Jewish World Review is a free, online magazine updated Monday through Friday (except for legal holidays and holy days), which seeks to appeal to "people of faith and those interested in learning more about contemporary Judaism from Jews who take their religion seriously."

It carries informational articles related to Judaism, dozens of syndicated columns written mostly by politically conservative writers, both Jewish and Gentile, advice columns on a number of issues, and cartoons.

The founder and editor-in-chief, Binyamin L. Jolkovsky, is a rabbinical school graduate and a former correspondent for Yated Ne'eman, an Israeli daily. 

Although the magazine is written to appeal to Orthodox Jews, Jolkovsky said he seeks a broader readership because "there are a lot of Christians who live Jewish values better than some Jews." Regarding his magazine's political orientation, he said: "It is hard to understand a religious person who votes Democrat... Maimonides, the great Jewish philosopher, said there are ten levels of charity, tzedakah. The highest level is making a person self-sufficient, which sounds like what the GOP wants to do."

Detection examples
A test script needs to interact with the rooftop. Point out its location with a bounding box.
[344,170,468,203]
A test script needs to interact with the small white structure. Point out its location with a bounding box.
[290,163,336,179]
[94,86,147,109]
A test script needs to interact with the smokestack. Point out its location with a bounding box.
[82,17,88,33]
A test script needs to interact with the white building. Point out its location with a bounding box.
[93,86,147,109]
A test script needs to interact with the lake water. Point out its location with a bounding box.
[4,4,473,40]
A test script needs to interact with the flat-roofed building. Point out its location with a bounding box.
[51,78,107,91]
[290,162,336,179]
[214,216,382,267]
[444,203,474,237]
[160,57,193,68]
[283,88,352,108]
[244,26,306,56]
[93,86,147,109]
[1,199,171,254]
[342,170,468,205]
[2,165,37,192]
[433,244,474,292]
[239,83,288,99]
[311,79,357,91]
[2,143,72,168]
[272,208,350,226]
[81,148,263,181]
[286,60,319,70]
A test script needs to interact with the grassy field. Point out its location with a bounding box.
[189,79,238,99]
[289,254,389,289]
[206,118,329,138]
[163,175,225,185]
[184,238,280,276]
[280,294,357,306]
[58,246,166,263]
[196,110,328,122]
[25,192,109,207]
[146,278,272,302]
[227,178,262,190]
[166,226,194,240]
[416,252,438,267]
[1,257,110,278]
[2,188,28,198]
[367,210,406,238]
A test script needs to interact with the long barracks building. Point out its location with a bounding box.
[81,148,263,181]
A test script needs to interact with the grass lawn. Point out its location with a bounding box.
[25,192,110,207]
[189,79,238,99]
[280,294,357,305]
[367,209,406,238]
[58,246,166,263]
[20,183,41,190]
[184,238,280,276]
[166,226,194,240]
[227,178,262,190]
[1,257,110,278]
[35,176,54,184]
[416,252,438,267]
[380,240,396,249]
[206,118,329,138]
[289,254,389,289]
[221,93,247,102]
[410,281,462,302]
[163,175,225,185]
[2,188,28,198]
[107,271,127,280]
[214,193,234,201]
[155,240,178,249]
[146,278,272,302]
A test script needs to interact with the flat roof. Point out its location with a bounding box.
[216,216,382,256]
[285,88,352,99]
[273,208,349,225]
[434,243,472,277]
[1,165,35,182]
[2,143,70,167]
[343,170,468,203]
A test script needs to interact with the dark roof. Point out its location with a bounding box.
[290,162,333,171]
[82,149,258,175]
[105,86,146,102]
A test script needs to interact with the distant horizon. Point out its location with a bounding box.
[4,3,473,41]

EXERCISE
Continue the text about the Jewish World Review magazine, picking up after its final sentence.

RESPONSE TO THIS EXERCISE
Political Positions

The magazine's inaugural states that it will not be "preachy or partisan," but it is described by the Center for Media and Democracy as "politically conservative and religiously-minded. Conservative political pundit Tony Snow, who served as the 25th White House Press Secretary, was a regular contributor to the magazine where he wrote articles claiming that Africa "remains stubbornly tribal", and that sex education is a "condom cult" promoted by activists who "want Uncle Sam to enter children's bedrooms."

A 19 December 2022 article by regular contributor and Jewish News Syndicate editor-in-chief Jonathan S. Tobin wrote that defending Jewish identity required opposition to "woke leftist doctrines" such as "Intersectional ideology and critical race theory". He argued that anti-Semitism is on the rise in the United States, and blamed "the far-right, fundamentalist Islam, the intersectional left and an African-American community influenced by the Black Lives Matter movement and hatemongers like the Nation of Islam's Louis Farrakhan."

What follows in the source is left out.